* **Your objective**: In the records below, the lines from the one containing "of girl's neck" through the last are to be reproduced exactly and alone.
---------- Dataset content
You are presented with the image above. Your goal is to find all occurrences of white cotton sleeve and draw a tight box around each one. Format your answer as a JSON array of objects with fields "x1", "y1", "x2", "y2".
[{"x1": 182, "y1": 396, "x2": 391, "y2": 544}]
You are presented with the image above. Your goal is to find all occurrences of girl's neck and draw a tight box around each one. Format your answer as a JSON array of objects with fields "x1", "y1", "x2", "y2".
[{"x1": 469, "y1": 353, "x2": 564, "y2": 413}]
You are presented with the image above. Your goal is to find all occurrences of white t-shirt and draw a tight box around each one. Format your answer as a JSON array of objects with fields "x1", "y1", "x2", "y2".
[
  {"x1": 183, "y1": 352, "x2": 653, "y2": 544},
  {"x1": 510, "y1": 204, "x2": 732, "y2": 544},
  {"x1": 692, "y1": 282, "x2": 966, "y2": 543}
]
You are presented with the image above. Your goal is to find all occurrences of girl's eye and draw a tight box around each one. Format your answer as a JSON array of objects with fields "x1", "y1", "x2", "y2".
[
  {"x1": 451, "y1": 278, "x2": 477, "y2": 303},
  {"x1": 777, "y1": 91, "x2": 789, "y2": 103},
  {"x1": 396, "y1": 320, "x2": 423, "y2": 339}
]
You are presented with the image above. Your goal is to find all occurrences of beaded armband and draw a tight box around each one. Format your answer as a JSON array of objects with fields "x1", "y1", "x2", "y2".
--------------------
* **Response**:
You are presented with the image above. Your goal is to find all occurrences of girl's neck and draw a tight box around each one. Format your answer as a JSON array of objects with fields "x1", "y1", "x2", "y2".
[{"x1": 469, "y1": 353, "x2": 564, "y2": 413}]
You are presented with the image above. Your goal is to find all occurrences of white t-shirt and draw a tight box around each one. Format your answer as a JSON array of objects with fields "x1", "y1", "x2", "y2".
[
  {"x1": 183, "y1": 352, "x2": 653, "y2": 544},
  {"x1": 510, "y1": 204, "x2": 732, "y2": 544},
  {"x1": 692, "y1": 282, "x2": 966, "y2": 543}
]
You are presented with the image above. Your goal is to find all occurrences of girl's eye and draw a tight box around each one. Format your answer as a JSON array of objects with fields "x1", "y1", "x2", "y2".
[
  {"x1": 451, "y1": 278, "x2": 477, "y2": 303},
  {"x1": 777, "y1": 91, "x2": 789, "y2": 103},
  {"x1": 396, "y1": 320, "x2": 423, "y2": 339}
]
You are presented with the image above. Your goal is to find all occurrences of beaded armband and draw a tight box around each one. Format your answer as a JSON array of objects with fields "x1", "y1", "x2", "y2".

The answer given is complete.